Task details: Each record below should be written out again exactly.

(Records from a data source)
________

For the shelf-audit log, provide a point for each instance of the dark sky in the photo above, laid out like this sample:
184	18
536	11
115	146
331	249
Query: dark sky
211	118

________

Answer box:
For the shelf-audit log, provide a point for each instance of the dark sky in the photo above, laid out like this sample:
184	18
536	11
115	146
331	249
Query: dark sky
211	118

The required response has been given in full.